Print every record exactly.

◆ RECORDED DATA
▬▬▬

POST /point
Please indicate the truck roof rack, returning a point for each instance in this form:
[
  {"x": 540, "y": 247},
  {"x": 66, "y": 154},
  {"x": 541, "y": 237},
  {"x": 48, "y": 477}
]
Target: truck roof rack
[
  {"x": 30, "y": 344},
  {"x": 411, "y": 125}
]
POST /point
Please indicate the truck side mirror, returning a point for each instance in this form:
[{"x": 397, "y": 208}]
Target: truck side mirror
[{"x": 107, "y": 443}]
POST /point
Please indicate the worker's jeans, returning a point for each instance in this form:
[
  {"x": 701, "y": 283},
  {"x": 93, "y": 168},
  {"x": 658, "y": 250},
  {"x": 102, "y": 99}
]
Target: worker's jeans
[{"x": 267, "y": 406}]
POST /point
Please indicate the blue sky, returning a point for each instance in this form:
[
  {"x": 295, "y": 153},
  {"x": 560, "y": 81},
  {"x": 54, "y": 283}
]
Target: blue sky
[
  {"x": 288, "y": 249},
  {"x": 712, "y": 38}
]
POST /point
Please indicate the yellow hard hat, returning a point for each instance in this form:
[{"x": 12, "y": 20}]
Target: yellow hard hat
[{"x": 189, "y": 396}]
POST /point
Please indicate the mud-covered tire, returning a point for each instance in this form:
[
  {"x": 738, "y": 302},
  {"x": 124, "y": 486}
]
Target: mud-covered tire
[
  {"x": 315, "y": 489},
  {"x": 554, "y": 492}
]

▬▬▬

◆ ANSWER BELOW
POST /point
Please indicate the truck roof rack, returning a point for each instance in this form:
[
  {"x": 540, "y": 247},
  {"x": 66, "y": 154},
  {"x": 541, "y": 237},
  {"x": 48, "y": 477}
]
Target: truck roof rack
[
  {"x": 30, "y": 344},
  {"x": 411, "y": 125}
]
POST /point
Please indicate the truck side mirror, returning a point for each instance in this form:
[{"x": 397, "y": 208}]
Target: truck side mirror
[{"x": 107, "y": 443}]
POST /point
Please indicate the worker's jeans, returning a point for each instance in this form:
[
  {"x": 701, "y": 283},
  {"x": 93, "y": 168},
  {"x": 658, "y": 250},
  {"x": 102, "y": 99}
]
Target: worker's jeans
[{"x": 267, "y": 406}]
POST /point
Please indicate the blue sky, returning a point for each instance in this form:
[
  {"x": 295, "y": 153},
  {"x": 560, "y": 81},
  {"x": 54, "y": 283}
]
Target: blue sky
[
  {"x": 288, "y": 249},
  {"x": 712, "y": 38}
]
POST /point
Please indicate the yellow hard hat, returning a point for each instance in this form:
[{"x": 12, "y": 20}]
Target: yellow hard hat
[{"x": 189, "y": 396}]
POST /point
Please indicate the mud-covered tire, returning a point for each instance in this form:
[
  {"x": 738, "y": 302},
  {"x": 124, "y": 486}
]
Target: mud-covered tire
[
  {"x": 315, "y": 489},
  {"x": 554, "y": 492}
]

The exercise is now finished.